■ **Document excerpt**:
Science Journalists Find ChatGPT Is Bad at Summarizing Scientific Papers

As someone who works in communications in a very science-heavy field: in fairness, journalists are also typically terrible at summarizing scientific papers.

Do you recall any examples of science journalists doing it well in your field? I've been increasingly interested in science journalism, and have been on the lookout for examples of it done right.
- I don't, really. But my field is also kinda niche (it's not like some popular field like genetics or infectious diseases. There aren't many journalists covering us at all, yet. I work in marketing for an industrial exosuit company (think practical, assistive, biomechanical wearables). Most of the journalists that are covering us at this point are used to covering news about forklifts or warehouse automation, so they aren't used to reading peer reviewed scientific publications at all. Their exposure to papers on biomechanics and injury risk factors is more rare, and they might as well be Latin (well, sometimes they do have a lot of Latin).

■ **Dataset content**:
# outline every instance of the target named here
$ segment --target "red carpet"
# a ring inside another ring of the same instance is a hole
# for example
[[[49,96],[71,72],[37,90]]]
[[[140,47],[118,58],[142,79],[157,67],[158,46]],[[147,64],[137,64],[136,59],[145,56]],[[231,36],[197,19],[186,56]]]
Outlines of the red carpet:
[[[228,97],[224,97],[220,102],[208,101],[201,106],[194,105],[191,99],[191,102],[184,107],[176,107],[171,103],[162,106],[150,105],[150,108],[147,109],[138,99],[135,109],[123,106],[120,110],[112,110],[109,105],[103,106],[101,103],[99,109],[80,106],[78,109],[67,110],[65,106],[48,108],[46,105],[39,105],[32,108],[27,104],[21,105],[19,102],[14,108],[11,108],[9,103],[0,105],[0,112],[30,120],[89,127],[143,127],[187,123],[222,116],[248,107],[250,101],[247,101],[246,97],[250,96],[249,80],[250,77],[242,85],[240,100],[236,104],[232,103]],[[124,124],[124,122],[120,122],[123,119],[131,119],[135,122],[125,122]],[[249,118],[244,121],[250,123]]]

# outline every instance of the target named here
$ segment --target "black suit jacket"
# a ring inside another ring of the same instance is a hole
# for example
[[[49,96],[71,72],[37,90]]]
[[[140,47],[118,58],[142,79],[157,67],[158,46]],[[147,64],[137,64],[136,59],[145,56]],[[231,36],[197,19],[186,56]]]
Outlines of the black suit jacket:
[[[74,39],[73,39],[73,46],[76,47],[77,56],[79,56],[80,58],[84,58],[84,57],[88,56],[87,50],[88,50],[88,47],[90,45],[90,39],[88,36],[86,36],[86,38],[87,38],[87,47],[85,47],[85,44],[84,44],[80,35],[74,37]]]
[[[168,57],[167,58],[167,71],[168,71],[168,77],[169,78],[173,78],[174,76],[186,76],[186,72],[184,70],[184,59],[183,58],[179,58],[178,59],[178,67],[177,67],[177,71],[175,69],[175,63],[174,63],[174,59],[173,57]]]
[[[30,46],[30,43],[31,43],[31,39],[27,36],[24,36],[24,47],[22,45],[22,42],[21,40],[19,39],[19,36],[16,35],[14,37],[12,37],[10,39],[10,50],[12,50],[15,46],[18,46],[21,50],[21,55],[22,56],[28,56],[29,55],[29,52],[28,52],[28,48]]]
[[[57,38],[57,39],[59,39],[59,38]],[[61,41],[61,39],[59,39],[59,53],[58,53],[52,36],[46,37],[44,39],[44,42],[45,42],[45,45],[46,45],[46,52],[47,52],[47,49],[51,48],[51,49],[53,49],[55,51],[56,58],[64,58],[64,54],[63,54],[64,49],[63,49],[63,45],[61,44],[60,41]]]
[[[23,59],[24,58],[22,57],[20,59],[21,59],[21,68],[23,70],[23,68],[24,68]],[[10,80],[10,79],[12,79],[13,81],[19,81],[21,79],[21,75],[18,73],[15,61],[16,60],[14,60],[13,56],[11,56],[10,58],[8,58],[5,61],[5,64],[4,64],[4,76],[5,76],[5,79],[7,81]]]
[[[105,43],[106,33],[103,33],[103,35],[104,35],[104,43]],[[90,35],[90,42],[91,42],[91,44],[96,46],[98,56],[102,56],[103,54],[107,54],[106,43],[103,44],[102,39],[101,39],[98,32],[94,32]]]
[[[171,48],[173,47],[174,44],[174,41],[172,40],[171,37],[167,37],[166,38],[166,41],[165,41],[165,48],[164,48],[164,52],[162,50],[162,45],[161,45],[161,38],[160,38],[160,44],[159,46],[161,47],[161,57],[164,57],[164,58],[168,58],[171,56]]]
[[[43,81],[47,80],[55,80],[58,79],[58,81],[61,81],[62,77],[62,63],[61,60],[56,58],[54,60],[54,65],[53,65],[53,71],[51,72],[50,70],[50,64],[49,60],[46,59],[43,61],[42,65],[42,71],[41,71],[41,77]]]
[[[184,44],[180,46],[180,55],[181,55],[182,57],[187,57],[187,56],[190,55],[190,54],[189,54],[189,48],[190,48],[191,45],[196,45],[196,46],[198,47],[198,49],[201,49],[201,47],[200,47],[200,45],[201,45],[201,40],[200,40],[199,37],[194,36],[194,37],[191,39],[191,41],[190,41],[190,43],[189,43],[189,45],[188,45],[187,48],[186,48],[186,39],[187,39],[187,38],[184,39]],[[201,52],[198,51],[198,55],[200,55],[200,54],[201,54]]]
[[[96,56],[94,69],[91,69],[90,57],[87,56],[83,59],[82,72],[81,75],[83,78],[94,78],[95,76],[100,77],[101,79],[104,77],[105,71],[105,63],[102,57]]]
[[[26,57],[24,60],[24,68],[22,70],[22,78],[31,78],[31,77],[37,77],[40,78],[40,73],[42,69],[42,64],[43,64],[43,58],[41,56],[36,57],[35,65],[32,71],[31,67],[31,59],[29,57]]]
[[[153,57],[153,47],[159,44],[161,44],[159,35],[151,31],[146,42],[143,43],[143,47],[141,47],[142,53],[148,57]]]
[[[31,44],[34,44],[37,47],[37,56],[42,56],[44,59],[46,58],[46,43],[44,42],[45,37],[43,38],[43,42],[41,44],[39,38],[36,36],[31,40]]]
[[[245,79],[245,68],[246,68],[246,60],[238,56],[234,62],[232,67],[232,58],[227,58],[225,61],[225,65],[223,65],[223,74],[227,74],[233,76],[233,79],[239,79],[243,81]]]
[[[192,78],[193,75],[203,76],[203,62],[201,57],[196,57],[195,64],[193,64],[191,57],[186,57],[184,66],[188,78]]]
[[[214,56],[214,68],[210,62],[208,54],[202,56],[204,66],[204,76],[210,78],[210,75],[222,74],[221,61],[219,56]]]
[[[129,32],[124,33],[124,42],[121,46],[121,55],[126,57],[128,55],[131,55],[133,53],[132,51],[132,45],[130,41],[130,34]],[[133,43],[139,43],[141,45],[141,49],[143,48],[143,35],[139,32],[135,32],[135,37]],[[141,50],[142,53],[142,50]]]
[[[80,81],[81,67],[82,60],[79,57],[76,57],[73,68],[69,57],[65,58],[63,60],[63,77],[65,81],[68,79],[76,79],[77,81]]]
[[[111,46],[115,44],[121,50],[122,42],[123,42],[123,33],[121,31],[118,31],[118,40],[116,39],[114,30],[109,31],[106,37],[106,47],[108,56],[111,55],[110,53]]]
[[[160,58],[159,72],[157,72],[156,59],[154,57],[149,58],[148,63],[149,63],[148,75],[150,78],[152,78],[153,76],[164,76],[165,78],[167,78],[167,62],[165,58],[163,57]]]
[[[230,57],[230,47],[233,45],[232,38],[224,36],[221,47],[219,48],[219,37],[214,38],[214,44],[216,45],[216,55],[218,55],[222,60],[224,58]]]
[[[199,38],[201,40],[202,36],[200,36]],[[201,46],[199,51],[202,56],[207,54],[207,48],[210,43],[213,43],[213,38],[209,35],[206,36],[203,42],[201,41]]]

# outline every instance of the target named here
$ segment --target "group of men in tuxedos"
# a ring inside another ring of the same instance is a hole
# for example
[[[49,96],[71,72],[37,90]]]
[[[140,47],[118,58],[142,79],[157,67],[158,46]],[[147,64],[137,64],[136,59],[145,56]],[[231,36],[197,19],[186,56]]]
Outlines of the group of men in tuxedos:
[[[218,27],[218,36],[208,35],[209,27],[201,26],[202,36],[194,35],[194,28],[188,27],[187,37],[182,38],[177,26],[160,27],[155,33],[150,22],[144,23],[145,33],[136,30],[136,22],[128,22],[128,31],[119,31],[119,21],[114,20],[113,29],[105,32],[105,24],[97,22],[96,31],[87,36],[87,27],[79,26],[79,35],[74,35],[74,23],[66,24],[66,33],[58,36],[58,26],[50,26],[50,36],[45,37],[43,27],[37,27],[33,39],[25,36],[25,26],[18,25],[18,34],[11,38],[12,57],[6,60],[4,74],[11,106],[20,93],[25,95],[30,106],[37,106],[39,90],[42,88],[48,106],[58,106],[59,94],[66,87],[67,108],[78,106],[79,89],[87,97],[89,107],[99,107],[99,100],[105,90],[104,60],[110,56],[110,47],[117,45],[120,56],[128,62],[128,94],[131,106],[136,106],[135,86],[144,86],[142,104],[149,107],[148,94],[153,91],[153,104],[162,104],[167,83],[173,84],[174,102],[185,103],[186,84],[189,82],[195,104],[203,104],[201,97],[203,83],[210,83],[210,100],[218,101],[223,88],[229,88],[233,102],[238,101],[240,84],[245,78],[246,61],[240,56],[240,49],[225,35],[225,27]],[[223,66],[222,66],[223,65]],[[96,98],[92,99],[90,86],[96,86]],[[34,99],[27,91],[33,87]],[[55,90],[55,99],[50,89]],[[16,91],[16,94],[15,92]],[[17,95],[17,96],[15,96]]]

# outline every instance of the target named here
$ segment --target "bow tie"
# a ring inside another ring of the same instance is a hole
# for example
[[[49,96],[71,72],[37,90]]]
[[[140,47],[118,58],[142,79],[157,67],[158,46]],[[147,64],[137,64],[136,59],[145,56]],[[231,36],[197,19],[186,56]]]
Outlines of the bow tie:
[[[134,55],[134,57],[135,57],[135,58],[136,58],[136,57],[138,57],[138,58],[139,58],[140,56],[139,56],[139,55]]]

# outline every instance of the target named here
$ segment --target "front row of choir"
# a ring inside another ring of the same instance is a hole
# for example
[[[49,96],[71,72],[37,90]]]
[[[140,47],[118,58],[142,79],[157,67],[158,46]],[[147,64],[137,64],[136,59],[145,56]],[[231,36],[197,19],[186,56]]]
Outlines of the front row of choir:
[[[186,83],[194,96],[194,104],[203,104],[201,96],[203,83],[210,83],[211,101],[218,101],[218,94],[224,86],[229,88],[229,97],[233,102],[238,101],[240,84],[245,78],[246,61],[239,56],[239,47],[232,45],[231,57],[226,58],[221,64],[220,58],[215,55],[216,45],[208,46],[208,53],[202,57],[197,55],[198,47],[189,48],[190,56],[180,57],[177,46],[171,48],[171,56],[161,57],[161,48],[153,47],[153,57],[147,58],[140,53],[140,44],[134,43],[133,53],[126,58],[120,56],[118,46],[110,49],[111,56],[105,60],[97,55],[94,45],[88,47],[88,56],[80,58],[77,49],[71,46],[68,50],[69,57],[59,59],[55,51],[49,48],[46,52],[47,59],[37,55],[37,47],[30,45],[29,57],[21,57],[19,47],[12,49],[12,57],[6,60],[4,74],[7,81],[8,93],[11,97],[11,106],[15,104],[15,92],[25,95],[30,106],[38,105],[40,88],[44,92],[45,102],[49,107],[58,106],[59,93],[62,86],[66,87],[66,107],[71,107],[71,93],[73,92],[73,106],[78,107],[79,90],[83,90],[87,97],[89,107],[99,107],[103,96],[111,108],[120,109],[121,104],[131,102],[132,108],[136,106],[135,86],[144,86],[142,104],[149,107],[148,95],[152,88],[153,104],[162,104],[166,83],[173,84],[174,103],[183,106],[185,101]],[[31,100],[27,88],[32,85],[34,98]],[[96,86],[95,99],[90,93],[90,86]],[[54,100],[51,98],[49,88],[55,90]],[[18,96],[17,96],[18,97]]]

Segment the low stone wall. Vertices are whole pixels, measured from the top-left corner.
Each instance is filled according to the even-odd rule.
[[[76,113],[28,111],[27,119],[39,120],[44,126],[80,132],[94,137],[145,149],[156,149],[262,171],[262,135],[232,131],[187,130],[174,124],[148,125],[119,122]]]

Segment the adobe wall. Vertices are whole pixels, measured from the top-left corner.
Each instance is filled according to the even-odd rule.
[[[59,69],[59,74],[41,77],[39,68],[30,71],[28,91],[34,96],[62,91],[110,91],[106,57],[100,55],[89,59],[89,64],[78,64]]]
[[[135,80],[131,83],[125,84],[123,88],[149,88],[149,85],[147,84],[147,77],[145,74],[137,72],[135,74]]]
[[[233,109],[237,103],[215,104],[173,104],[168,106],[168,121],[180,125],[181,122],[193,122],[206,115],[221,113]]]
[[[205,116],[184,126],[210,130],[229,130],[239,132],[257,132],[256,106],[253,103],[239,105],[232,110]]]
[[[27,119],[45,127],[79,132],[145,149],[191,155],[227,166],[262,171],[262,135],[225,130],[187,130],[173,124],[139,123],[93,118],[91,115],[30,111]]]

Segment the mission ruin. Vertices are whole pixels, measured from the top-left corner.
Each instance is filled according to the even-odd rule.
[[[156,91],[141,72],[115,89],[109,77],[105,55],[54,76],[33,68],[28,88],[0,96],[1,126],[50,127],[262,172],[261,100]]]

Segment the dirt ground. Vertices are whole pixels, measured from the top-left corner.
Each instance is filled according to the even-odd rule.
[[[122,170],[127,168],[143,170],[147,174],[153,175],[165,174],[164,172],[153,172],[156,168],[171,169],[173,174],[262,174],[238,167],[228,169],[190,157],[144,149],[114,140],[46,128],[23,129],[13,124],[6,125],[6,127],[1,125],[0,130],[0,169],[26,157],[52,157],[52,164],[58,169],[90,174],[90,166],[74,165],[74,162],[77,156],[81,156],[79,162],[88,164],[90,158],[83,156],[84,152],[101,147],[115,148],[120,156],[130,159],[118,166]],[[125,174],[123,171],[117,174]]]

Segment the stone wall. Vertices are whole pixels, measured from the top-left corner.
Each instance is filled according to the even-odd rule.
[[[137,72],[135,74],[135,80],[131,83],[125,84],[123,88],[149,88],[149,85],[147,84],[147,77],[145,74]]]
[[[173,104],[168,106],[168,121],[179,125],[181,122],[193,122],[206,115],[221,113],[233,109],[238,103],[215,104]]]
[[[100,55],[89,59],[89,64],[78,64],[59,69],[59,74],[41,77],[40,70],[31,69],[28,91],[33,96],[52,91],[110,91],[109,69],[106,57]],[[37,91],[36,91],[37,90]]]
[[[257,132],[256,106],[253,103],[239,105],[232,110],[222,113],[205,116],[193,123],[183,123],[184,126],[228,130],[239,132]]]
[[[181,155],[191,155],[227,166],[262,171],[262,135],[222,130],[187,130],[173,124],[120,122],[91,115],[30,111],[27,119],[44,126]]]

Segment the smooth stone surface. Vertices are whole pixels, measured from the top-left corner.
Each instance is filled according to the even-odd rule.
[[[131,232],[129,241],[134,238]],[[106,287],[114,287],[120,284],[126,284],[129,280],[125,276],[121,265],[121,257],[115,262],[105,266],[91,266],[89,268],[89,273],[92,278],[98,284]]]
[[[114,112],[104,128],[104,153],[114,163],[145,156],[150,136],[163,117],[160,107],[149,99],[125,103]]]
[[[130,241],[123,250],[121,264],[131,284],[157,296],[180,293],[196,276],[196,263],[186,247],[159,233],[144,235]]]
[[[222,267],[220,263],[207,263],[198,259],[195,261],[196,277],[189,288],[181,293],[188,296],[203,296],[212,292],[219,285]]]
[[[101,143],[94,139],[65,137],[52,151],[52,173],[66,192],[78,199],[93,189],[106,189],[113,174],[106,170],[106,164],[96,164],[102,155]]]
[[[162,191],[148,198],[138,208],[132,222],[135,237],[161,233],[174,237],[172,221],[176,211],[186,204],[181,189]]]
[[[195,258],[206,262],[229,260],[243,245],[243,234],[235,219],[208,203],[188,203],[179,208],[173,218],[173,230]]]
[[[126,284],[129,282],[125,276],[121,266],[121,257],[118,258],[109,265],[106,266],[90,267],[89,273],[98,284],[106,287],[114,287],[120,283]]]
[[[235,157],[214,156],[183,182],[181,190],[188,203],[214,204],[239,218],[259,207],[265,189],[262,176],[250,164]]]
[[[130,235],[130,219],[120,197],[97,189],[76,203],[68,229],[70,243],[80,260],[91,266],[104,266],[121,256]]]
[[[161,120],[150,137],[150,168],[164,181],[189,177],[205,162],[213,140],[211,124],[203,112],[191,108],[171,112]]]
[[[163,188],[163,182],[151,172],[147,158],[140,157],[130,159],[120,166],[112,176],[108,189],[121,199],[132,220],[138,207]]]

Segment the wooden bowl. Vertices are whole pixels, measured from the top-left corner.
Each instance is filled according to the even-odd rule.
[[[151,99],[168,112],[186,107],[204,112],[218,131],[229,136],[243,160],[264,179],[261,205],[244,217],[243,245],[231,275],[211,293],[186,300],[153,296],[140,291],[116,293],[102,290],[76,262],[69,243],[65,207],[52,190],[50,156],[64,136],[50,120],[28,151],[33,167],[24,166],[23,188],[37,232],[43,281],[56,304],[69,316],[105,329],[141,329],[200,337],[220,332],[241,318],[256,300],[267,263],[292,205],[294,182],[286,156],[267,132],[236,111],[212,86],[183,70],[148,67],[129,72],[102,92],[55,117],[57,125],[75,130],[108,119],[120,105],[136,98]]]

■ **Problem to solve**:
In the forum thread about ChatGPT summarizing scientific papers, rewrite the paragraph beginning "I don't, really." as a brief bulleted list that keeps its main facts.

■ **Solution**:
- The writer cannot recall examples of science journalists summarizing papers well in their field.
- The field is niche, unlike popular fields such as genetics or infectious diseases, and few journalists cover it yet.
- The writer works in marketing for an industrial exosuit company, which makes practical, assistive, biomechanical wearables.
- Most journalists covering the company usually report on forklifts or warehouse automation and are not used to reading peer-reviewed scientific publications.
- Papers on biomechanics and injury risk factors are less familiar to them and might as well be in Latin.